# Fuente:
______________________________
SOCIEDAD › LAS PELEAS A LA SALIDA DE LOS BOLICHES CONTADAS POR SUS PROTAGONISTAS

La guerra de la noche

Una mirada, un levante, un roce, lo mismo da para empezar las peleas que cada vez más derivan en muertes. Aquí, los propios jóvenes explican sus códigos, inexplicables para no iniciados.

 Por Alejandra Dandan

Dicen que el dueño del puesto de choripanes les cobra dos pesos para guardarles las armas. Antes de entrar al boliche, dejan las facas enrolladas en camisetas. O dejan trinchetas. O “tumberas”, las pistolas caseras armadas con caños huecos de bicicleta. El de los choripanes es un tipo de confianza: se las guarda por dos pesos y jamás revisa lo que contienen. Los pibes recogen las “camisetas” a la salida del baile como a la campera depositada en los guardarropas para protegerse del frío. Llevan las armas para matar o morir. Para jugarse “a fondo”, dicen, en riñas donde lo que se juega no sólo parece ser la supervivencia. Pelean por el territorio. Se cruzan en las pistas con las bandas de distintos barrios que pueblan el segundo cordón del conurbano, aquella zona desde donde han pululado casos de muertes violentas a la salida de las discos durante las últimas semanas. Las discos son uno de sus pocos territorios de inclusión. Y la inclusión es un derecho resistido que, parece, se gana a las trompadas: “Si no peleás –dicen–, no cumpliste la noche”.
______________________________
# Filas de datos:
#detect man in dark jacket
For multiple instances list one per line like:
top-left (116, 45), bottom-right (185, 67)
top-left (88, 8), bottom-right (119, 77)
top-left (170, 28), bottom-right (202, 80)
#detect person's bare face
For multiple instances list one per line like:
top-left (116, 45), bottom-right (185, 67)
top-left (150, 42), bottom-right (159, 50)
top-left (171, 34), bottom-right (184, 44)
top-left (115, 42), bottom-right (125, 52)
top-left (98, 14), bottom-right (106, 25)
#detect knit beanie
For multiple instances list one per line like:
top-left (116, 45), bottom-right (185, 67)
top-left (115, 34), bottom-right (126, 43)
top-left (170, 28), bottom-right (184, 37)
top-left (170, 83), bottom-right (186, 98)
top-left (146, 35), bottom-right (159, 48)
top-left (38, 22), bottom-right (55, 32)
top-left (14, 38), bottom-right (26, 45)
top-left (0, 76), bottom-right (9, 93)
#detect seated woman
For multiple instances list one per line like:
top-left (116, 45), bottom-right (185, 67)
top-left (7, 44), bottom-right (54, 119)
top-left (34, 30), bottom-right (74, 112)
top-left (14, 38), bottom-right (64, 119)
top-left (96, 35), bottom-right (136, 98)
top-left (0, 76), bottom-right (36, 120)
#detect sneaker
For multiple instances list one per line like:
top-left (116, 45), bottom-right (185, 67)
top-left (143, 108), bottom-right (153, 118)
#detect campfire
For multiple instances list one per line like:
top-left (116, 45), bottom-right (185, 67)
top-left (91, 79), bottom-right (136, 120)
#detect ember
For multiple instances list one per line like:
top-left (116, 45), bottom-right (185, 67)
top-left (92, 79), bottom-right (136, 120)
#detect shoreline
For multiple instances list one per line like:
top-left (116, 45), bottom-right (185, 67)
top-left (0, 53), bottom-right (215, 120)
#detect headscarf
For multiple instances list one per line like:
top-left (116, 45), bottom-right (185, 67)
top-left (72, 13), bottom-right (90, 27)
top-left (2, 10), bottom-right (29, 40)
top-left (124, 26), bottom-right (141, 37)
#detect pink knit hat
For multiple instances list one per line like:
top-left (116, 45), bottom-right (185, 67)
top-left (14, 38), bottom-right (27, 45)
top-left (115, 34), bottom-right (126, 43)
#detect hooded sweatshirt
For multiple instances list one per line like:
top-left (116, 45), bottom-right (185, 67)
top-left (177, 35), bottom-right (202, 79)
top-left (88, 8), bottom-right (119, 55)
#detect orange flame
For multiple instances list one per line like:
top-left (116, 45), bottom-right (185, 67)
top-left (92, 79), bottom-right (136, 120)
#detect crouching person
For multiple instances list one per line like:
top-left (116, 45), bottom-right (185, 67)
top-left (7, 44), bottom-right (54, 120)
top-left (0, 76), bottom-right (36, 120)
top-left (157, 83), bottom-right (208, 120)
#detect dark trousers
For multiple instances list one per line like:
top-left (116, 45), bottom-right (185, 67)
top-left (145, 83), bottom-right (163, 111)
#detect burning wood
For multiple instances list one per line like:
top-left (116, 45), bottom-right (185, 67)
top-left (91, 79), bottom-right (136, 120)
______________________________
# Tarea breve:
Devuelve, por favor, el artículo sobre las peleas a la salida de los boliches completo y sin ningún cambio. Las filas no guardan relación con el artículo.

# Resultado:
SOCIEDAD › LAS PELEAS A LA SALIDA DE LOS BOLICHES CONTADAS POR SUS PROTAGONISTAS

La guerra de la noche

Una mirada, un levante, un roce, lo mismo da para empezar las peleas que cada vez más derivan en muertes. Aquí, los propios jóvenes explican sus códigos, inexplicables para no iniciados.

 Por Alejandra Dandan

Dicen que el dueño del puesto de choripanes les cobra dos pesos para guardarles las armas. Antes de entrar al boliche, dejan las facas enrolladas en camisetas. O dejan trinchetas. O “tumberas”, las pistolas caseras armadas con caños huecos de bicicleta. El de los choripanes es un tipo de confianza: se las guarda por dos pesos y jamás revisa lo que contienen. Los pibes recogen las “camisetas” a la salida del baile como a la campera depositada en los guardarropas para protegerse del frío. Llevan las armas para matar o morir. Para jugarse “a fondo”, dicen, en riñas donde lo que se juega no sólo parece ser la supervivencia. Pelean por el territorio. Se cruzan en las pistas con las bandas de distintos barrios que pueblan el segundo cordón del conurbano, aquella zona desde donde han pululado casos de muertes violentas a la salida de las discos durante las últimas semanas. Las discos son uno de sus pocos territorios de inclusión. Y la inclusión es un derecho resistido que, parece, se gana a las trompadas: “Si no peleás –dicen–, no cumpliste la noche”.